> **DATASET EXCERPTS**:
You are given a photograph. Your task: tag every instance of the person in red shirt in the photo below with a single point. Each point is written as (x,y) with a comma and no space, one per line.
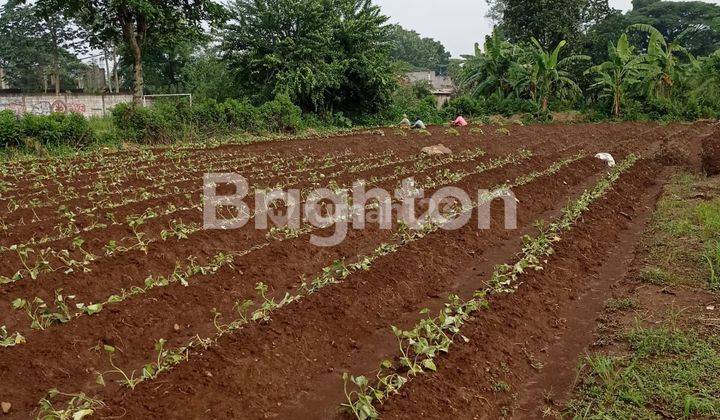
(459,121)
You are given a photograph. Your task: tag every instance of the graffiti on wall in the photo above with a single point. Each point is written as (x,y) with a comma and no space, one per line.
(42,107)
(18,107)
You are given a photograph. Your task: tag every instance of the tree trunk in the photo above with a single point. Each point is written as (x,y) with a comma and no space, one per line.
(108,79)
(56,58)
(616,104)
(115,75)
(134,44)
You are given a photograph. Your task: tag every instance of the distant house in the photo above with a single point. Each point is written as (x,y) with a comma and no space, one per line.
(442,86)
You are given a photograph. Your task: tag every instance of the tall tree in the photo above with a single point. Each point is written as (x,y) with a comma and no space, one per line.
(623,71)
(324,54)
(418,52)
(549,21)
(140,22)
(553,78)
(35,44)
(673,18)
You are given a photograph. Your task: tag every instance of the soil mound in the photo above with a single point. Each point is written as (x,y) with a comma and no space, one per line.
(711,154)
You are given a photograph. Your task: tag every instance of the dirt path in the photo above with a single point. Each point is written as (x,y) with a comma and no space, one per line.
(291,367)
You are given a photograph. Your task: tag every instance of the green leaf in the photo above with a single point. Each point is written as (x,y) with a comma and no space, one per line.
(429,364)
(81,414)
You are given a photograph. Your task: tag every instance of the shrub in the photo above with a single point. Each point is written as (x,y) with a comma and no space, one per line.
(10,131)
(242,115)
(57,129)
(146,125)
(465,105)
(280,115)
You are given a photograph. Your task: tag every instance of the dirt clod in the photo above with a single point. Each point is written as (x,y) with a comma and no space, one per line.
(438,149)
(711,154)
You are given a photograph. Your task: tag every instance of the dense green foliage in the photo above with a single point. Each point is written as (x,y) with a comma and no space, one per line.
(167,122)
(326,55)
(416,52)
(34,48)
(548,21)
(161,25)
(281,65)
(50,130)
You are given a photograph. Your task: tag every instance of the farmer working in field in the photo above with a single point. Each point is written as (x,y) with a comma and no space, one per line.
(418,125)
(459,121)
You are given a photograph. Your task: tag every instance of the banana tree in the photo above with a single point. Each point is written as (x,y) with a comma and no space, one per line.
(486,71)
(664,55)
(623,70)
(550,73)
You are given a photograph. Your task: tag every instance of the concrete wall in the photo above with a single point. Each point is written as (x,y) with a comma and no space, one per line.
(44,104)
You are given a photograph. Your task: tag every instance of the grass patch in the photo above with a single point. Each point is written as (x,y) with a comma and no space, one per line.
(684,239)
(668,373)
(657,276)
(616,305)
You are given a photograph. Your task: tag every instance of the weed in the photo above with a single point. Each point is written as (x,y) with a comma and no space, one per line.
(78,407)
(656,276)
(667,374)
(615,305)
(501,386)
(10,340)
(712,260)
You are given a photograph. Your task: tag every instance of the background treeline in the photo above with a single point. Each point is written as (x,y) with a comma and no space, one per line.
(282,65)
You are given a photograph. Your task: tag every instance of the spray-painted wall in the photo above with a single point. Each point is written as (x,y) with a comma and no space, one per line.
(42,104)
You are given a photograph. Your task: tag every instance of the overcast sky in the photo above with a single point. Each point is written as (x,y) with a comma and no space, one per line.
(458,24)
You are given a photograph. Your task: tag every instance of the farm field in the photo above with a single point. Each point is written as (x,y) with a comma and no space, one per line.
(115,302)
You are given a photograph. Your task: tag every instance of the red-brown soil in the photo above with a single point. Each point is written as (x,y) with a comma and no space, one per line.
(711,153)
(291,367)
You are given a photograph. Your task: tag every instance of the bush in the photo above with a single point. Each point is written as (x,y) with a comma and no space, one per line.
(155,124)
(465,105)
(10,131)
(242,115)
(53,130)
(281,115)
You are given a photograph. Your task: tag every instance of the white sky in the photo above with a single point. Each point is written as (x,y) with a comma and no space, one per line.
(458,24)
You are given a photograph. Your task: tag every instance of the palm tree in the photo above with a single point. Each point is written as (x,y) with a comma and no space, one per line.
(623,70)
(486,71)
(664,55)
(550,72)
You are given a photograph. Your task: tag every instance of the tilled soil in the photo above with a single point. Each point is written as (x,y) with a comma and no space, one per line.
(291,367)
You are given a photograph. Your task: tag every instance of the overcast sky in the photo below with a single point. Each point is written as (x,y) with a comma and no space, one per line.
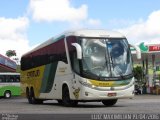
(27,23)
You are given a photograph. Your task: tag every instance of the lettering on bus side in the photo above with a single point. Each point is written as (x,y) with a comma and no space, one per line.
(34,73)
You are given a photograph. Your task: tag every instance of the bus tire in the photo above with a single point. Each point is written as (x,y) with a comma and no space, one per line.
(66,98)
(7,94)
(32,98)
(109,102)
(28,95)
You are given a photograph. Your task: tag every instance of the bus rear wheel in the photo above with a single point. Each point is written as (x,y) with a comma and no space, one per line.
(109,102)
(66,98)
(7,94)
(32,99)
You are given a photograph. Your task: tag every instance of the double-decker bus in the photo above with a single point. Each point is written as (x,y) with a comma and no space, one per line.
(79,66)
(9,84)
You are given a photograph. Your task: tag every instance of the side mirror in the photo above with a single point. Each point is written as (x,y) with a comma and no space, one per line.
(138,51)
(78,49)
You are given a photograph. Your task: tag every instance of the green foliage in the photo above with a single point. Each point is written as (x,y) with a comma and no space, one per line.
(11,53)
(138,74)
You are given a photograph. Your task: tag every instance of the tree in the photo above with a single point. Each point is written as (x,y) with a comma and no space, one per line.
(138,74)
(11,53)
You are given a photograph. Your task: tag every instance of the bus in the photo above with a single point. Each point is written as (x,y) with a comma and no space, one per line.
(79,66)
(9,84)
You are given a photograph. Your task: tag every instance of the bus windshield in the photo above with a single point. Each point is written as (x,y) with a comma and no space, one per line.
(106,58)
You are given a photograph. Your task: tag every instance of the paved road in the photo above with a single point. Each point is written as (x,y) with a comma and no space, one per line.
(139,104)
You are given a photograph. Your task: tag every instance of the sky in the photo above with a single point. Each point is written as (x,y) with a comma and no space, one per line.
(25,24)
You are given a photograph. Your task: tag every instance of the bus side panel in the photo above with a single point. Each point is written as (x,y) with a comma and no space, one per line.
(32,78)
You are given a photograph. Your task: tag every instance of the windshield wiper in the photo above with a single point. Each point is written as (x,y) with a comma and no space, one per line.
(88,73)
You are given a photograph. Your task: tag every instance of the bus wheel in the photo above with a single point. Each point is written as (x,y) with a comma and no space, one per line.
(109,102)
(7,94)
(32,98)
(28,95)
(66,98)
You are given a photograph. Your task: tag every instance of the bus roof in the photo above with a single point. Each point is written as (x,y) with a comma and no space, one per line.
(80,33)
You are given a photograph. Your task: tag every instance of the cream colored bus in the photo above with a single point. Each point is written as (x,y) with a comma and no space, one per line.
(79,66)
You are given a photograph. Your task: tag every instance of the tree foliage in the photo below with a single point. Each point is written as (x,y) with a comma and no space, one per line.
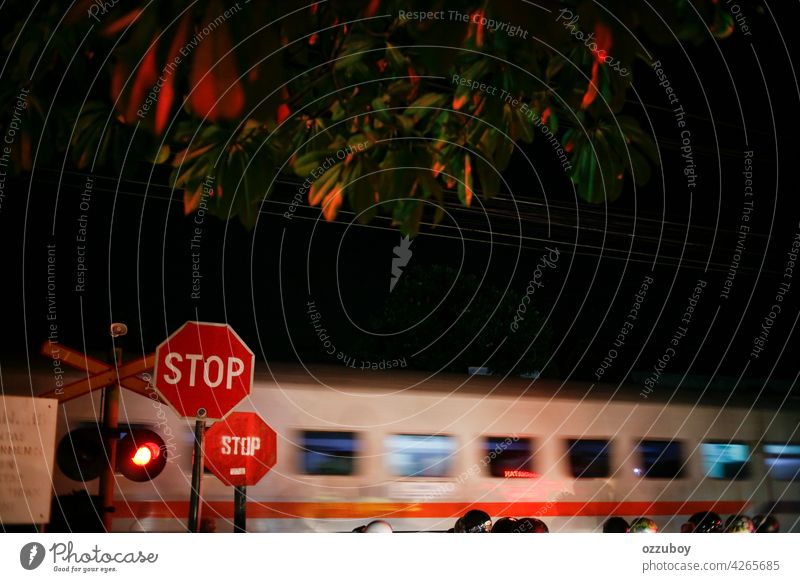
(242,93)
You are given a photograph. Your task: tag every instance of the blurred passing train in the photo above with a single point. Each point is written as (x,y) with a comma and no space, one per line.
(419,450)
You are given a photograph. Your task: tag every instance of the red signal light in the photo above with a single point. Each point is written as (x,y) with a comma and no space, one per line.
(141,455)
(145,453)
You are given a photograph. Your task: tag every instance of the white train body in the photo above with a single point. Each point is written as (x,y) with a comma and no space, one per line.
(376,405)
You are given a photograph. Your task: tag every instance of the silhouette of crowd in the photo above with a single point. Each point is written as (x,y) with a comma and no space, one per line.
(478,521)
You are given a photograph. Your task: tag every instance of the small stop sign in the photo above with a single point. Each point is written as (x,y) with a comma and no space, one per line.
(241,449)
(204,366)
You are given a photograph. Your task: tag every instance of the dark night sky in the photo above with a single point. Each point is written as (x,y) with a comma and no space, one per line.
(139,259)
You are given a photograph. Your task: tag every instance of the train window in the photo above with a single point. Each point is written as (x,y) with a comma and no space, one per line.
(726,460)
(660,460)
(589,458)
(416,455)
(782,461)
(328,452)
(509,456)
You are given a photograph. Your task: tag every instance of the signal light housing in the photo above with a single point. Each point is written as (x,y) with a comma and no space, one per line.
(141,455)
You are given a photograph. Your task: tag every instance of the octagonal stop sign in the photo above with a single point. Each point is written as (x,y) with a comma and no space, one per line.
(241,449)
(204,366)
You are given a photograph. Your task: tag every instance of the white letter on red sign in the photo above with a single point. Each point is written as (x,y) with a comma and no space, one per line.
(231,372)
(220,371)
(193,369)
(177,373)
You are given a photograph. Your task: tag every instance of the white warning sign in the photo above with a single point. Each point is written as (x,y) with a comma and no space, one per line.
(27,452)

> **PROBLEM TO WORK ON**: Would you copy exactly the lines from the one that contains "of the train" through the final line of the records above, including both?

> **WRITTEN ANSWER**:
You are given a photograph. Your task: tag every instance of the train window in the photo above with a single point. Each point is written as (x,y) with a comma and no space, one per line.
(726,460)
(660,460)
(589,458)
(416,455)
(782,461)
(328,452)
(509,456)
You are given a photograph. Your task: tag every instance of the signal light housing in the photo above with a single point. Each point is written as (x,y) with a comma and no space, one per line.
(141,455)
You are given a photograph. Your task: tag every instance of the octagonal stop sign in the photo above with a single point. Each point is written as (x,y) with a comma and no space, one per line.
(241,449)
(204,366)
You are given a photograph. Your task: tag every instance of the white letter on red sign in the photo above with a single point. Each point is written as (x,y) with a comma and no space, one per line.
(231,372)
(220,371)
(193,369)
(177,373)
You are given a photograph. Your task: tag every instance of the white warning sign in the photo above with a single point. Each point is written as (x,y) with a comma and no space, one per line.
(27,452)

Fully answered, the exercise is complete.